SOURCE DATA >>
● ● ● ● ●

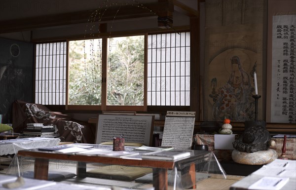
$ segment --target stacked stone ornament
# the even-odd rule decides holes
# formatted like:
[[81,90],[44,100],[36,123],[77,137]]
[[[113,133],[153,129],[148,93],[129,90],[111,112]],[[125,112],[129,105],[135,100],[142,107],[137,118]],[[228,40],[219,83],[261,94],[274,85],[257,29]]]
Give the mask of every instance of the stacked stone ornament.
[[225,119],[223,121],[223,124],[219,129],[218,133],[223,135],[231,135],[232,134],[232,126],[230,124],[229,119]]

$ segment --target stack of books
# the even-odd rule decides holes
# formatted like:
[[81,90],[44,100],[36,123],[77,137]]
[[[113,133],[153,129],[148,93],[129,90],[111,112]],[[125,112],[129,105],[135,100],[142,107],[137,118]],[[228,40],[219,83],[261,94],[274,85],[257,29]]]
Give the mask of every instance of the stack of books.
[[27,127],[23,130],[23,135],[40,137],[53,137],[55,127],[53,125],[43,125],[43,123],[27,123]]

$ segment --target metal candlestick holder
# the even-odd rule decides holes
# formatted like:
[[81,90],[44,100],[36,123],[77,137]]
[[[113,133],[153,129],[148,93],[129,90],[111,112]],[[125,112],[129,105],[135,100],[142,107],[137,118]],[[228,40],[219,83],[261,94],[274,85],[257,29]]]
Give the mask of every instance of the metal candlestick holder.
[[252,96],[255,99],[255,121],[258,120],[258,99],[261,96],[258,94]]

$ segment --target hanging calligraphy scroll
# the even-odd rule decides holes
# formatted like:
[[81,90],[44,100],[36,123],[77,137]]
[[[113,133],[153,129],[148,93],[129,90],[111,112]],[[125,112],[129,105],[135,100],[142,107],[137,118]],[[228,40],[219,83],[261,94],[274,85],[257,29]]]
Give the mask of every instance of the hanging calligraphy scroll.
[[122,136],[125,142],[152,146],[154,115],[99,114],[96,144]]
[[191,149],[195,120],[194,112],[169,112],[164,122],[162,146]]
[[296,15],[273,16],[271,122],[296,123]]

● ● ● ● ●

Put all of the lines above into a JSON list of strings, one string for each line, and skip the blank lines. Leave the pictures out of your answer.

COMPLETE RESPONSE >>
[
  "$ segment --target stacked stone ornament",
  "# the even-odd rule decides holes",
  "# formatted like:",
  "[[81,90],[44,100],[36,123],[77,137]]",
  "[[[113,133],[153,129],[148,93],[129,90],[111,112]],[[125,112],[129,105],[135,100],[142,107],[137,118]],[[228,40],[219,83],[261,94],[274,85],[257,29]]]",
  "Give the mask of every instance of the stacked stone ornament.",
  "[[225,119],[223,121],[223,124],[219,129],[218,133],[223,135],[231,135],[232,134],[232,126],[230,124],[229,119]]",
  "$ segment --target stack of books",
  "# the even-odd rule decides holes",
  "# formatted like:",
  "[[81,90],[44,100],[36,123],[77,137]]",
  "[[[113,133],[153,129],[148,93],[129,90],[111,112]],[[125,112],[129,105],[135,100],[142,107],[137,118]],[[228,40],[219,83],[261,94],[274,85],[257,29]]]",
  "Give the mask of every instance of the stack of books.",
  "[[27,127],[23,130],[23,135],[40,137],[53,137],[55,127],[53,125],[43,125],[43,123],[27,123]]",
  "$ segment --target metal candlestick holder",
  "# the even-odd rule decides holes",
  "# formatted like:",
  "[[81,90],[44,100],[36,123],[77,137]]",
  "[[[113,133],[153,129],[148,93],[129,90],[111,112]],[[125,112],[129,105],[135,100],[142,107],[137,118]],[[228,40],[219,83],[261,94],[274,85],[257,29]]]",
  "Give the mask of every instance of the metal candlestick holder.",
  "[[252,96],[255,99],[255,121],[258,120],[258,99],[261,96],[258,94]]",
  "$ segment --target hanging calligraphy scroll",
  "# the even-odd rule decides holes",
  "# formatted like:",
  "[[81,90],[44,100],[36,123],[77,137]]",
  "[[[113,133],[153,129],[148,93],[129,90],[111,112]],[[125,112],[129,105],[135,100],[142,107],[137,118]],[[228,40],[219,83],[261,94],[274,85],[257,29]]]",
  "Give the mask of every instance of the hanging calligraphy scroll.",
  "[[122,136],[125,142],[152,146],[154,115],[99,114],[96,144]]",
  "[[191,149],[195,120],[194,112],[169,112],[164,122],[162,146]]",
  "[[296,15],[273,16],[271,122],[296,123]]"
]